Dataset records:
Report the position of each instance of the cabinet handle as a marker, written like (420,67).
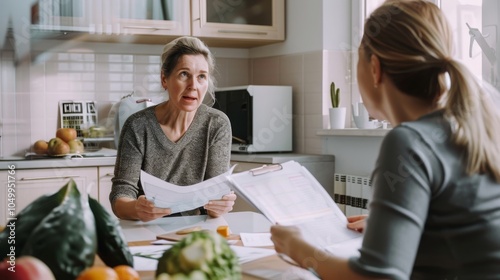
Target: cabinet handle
(242,32)
(49,178)
(147,27)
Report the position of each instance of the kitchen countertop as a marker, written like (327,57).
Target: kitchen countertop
(22,163)
(267,158)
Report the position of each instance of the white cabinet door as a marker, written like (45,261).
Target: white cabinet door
(30,184)
(105,175)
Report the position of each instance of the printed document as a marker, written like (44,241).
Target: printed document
(290,195)
(183,198)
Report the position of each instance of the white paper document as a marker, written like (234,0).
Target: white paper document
(183,198)
(290,195)
(260,239)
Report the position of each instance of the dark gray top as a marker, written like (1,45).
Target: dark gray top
(203,152)
(428,219)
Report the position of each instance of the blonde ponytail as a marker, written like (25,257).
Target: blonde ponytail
(476,121)
(414,50)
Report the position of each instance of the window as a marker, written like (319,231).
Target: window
(475,30)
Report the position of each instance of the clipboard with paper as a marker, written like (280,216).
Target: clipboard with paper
(288,194)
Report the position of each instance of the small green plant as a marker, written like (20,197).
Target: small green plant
(334,95)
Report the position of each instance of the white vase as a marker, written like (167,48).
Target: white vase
(361,116)
(337,117)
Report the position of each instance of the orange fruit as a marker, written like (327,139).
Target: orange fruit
(126,272)
(98,273)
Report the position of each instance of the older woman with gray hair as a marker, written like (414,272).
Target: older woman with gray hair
(181,140)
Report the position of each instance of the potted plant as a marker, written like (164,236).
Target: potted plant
(336,113)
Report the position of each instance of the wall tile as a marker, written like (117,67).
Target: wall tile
(265,71)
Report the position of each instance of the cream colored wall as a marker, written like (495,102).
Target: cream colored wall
(104,76)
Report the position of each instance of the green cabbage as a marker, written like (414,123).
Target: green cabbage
(200,255)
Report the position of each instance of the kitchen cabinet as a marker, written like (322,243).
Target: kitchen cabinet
(220,23)
(139,17)
(241,20)
(105,174)
(29,184)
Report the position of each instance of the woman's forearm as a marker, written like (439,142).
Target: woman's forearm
(326,265)
(124,208)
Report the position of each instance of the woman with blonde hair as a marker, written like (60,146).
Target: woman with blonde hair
(435,211)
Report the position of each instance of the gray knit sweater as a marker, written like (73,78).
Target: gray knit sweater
(202,153)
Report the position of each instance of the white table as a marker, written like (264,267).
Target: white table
(238,222)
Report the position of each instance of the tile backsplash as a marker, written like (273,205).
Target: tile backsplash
(106,76)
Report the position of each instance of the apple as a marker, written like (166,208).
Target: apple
(25,268)
(76,146)
(66,134)
(40,147)
(58,147)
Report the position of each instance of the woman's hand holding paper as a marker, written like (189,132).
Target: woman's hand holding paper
(146,210)
(217,208)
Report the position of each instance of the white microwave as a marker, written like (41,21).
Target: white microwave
(261,117)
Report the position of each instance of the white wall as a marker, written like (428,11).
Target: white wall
(312,25)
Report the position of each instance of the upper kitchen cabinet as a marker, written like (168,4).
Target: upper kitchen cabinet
(150,17)
(220,23)
(237,23)
(111,20)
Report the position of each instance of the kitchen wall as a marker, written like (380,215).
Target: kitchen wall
(316,52)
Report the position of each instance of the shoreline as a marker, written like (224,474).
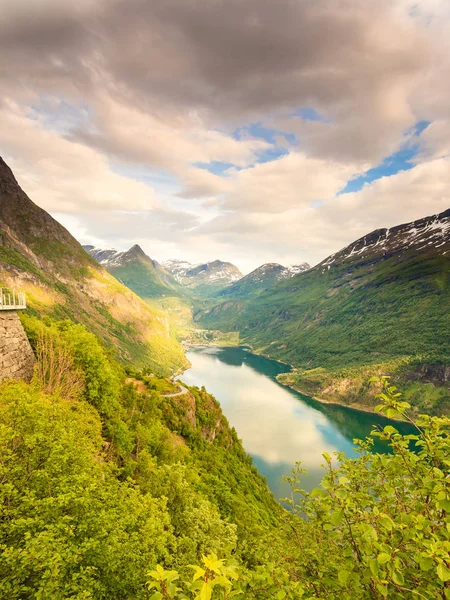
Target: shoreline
(357,408)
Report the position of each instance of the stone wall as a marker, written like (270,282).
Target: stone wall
(16,356)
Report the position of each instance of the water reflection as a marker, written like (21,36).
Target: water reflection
(277,425)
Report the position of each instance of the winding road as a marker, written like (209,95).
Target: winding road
(182,391)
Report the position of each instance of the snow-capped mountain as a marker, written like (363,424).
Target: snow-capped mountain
(178,268)
(430,234)
(137,271)
(205,278)
(263,278)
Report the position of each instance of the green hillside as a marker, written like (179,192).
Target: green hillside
(62,281)
(145,276)
(370,304)
(114,488)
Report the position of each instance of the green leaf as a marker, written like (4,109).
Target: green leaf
(443,572)
(397,577)
(343,576)
(426,563)
(444,504)
(337,516)
(383,558)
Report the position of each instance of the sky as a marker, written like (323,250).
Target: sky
(244,130)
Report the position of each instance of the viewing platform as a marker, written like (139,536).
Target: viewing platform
(12,300)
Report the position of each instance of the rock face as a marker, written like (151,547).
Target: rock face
(16,356)
(40,257)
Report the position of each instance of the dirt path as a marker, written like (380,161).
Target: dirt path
(182,391)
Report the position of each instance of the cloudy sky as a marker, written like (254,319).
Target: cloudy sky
(246,130)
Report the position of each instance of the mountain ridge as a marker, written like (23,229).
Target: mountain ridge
(380,304)
(61,280)
(262,278)
(135,269)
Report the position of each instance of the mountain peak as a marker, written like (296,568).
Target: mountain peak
(429,234)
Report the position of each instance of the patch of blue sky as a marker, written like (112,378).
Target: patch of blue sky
(216,167)
(402,160)
(308,113)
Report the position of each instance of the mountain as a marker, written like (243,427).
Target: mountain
(382,299)
(145,276)
(206,279)
(261,279)
(61,280)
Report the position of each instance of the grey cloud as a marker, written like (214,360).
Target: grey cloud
(231,58)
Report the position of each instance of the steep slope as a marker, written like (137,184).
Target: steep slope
(145,276)
(40,256)
(384,298)
(261,279)
(206,279)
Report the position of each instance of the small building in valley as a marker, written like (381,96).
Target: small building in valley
(16,355)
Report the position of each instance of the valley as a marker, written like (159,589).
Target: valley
(149,435)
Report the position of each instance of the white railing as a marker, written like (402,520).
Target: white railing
(12,300)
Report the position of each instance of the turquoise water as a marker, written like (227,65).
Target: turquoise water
(277,425)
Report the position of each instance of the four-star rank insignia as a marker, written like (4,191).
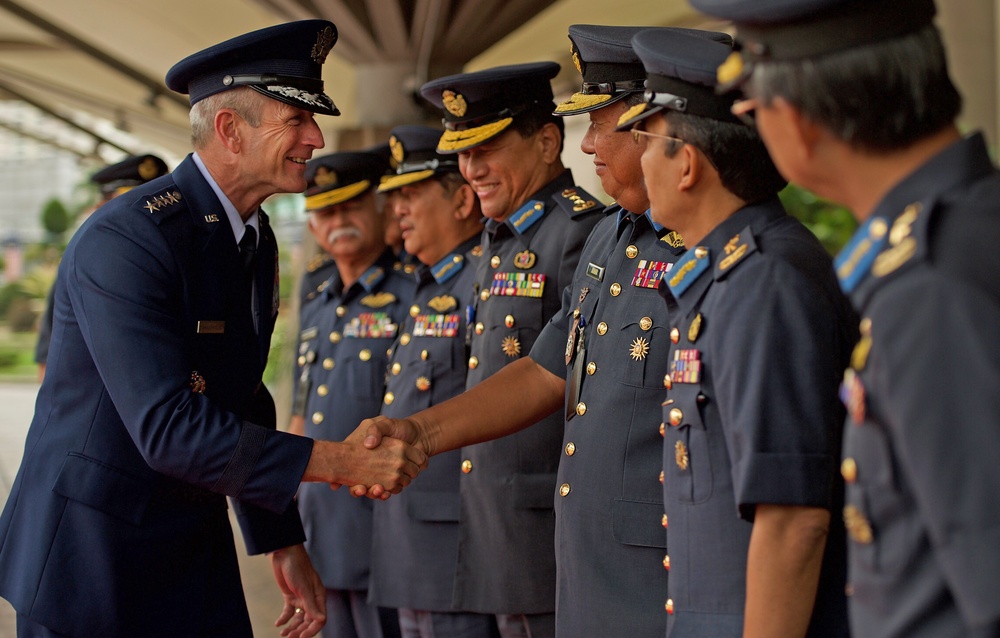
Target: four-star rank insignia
(454,103)
(511,346)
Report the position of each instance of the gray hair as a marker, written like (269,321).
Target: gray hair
(244,100)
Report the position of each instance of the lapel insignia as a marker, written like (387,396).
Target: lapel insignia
(443,303)
(902,245)
(595,272)
(524,259)
(685,366)
(648,273)
(688,269)
(378,299)
(855,260)
(673,239)
(197,383)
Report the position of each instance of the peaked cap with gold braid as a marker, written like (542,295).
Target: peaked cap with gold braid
(479,106)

Description of the task: Leaving out every picture, extract verbatim the lines from the one containing "Report the position of each instance of the white railing" through the last line of the listing, inclusive.

Solved problem:
Report the position of each instance of the white railing as a marker, written like (402,520).
Target: white railing
(12,300)
Report the position of each instance of the turquoise water as a marker, written like (227,65).
Target: turquoise water
(277,425)
Report the position of each instance of the four-star rank insignia as a marker, written like (4,191).
Target: four-star rank insignia
(454,103)
(511,346)
Report the position of each instance of the gray hair as a marker, written like (269,321).
Target: gray hair
(244,100)
Report the position of each instance of the lapel insignia as a marker, written like (387,396).
Target: lapel insignia
(443,303)
(902,245)
(595,272)
(524,259)
(685,366)
(648,273)
(688,269)
(378,299)
(855,260)
(673,239)
(197,383)
Report the position of each instance of the peaked cap with gold braid as a marker, written like (542,295).
Target: peaked cap with gold braid
(479,106)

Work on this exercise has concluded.